Written problem
How many lines in the records below contain the string "microphone"? Count them and give only the number.

-- Supplied data start --

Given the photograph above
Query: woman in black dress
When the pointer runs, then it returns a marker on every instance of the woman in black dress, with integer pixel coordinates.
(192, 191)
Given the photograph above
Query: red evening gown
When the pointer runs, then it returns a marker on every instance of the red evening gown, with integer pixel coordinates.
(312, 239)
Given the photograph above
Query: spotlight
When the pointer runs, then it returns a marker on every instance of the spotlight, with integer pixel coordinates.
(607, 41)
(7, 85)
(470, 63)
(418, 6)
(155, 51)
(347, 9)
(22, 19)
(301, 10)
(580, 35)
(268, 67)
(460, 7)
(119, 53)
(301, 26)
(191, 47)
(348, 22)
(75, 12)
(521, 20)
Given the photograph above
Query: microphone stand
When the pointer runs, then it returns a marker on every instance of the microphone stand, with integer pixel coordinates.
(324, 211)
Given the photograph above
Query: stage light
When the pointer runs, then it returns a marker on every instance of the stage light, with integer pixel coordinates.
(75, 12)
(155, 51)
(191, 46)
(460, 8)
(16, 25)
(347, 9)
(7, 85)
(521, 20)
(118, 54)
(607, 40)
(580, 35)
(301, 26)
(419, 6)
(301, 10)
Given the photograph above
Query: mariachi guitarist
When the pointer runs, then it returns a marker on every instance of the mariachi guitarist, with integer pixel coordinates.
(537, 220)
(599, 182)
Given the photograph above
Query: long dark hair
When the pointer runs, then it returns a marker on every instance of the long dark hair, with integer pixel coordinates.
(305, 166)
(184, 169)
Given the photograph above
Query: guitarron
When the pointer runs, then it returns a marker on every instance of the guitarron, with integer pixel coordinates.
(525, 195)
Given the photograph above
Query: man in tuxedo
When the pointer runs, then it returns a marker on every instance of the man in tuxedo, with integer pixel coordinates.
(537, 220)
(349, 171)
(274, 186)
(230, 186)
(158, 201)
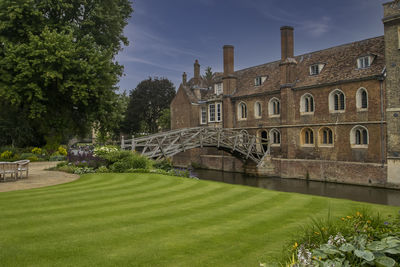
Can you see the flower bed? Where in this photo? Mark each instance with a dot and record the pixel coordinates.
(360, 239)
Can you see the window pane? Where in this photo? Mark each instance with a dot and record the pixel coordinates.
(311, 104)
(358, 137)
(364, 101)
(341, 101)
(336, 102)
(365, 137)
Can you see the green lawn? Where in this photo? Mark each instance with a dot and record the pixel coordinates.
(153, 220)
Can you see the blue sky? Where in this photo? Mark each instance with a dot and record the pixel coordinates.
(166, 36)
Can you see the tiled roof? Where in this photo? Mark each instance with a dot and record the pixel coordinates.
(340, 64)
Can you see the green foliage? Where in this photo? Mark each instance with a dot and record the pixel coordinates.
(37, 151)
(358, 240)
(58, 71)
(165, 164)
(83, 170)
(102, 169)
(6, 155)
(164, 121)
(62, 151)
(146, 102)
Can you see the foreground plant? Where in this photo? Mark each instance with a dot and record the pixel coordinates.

-- Supplied data end --
-- Supplied data start --

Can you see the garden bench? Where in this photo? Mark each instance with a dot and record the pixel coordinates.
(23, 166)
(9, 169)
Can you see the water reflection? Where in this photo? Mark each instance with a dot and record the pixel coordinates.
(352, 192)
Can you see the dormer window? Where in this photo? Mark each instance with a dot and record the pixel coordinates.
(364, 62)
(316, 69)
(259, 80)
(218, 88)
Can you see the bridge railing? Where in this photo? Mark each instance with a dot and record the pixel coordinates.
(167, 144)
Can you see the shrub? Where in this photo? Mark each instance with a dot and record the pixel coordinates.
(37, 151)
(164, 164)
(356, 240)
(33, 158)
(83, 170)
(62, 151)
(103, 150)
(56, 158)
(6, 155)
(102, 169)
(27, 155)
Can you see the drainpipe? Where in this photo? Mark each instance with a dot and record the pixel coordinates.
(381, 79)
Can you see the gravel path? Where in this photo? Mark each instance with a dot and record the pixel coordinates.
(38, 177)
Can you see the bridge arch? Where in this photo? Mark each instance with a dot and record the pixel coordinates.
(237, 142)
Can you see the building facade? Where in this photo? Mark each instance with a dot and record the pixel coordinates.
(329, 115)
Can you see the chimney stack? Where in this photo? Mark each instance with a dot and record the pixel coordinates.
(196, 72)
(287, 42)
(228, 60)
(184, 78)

-- Supplied data end --

Worked solution
2